[WRITTEN EXERCISE]
Turn the records, from their start up to and including the line that contains "119], [122, 61]]", into a JSON list of strings with one string per line, dropping blank lines and leaving out the pictures.
──────
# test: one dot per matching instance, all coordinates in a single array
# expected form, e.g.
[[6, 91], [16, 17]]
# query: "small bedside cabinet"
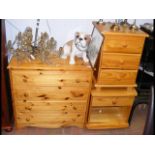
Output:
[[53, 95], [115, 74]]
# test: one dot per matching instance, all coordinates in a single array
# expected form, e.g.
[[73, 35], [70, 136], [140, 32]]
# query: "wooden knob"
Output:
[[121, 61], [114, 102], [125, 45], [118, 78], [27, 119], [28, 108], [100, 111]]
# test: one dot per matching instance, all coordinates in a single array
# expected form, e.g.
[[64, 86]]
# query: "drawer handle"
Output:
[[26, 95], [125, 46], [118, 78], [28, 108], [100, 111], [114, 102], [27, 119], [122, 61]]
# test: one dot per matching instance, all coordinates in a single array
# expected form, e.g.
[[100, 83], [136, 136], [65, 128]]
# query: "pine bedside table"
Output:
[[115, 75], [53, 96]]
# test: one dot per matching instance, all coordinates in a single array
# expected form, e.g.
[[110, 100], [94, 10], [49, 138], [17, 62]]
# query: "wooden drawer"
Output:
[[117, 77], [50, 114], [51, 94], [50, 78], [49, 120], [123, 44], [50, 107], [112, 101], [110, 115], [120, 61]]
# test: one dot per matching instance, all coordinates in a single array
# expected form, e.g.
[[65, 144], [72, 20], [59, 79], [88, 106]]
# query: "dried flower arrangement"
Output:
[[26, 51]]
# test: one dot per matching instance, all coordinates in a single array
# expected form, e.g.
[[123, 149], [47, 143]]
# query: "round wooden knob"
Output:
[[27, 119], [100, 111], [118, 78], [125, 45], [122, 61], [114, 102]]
──────
[IN RESPONSE]
[
  "# test: one dot per matching instance, all coordinates in a single array",
  "# expected form, e.g.",
  "[[6, 91], [16, 17]]",
  "# query: \"small bedside cabinet\"",
  "Output:",
  "[[53, 95], [115, 74]]",
  "# test: one dot per matching instance, all coordinates in a single array",
  "# expected form, e.g.",
  "[[73, 35], [70, 136], [140, 32]]",
  "# query: \"wooden knob\"",
  "Output:",
  "[[121, 61], [114, 102], [125, 45], [118, 78], [27, 119], [28, 108], [100, 111]]",
  "# test: one dot per matching instance, all coordinates in a single array",
  "# expected form, e.g.",
  "[[64, 86]]",
  "# query: \"drawer handle\"",
  "Output:",
  "[[26, 95], [125, 46], [118, 78], [28, 108], [100, 111], [114, 102], [27, 119], [122, 61]]"
]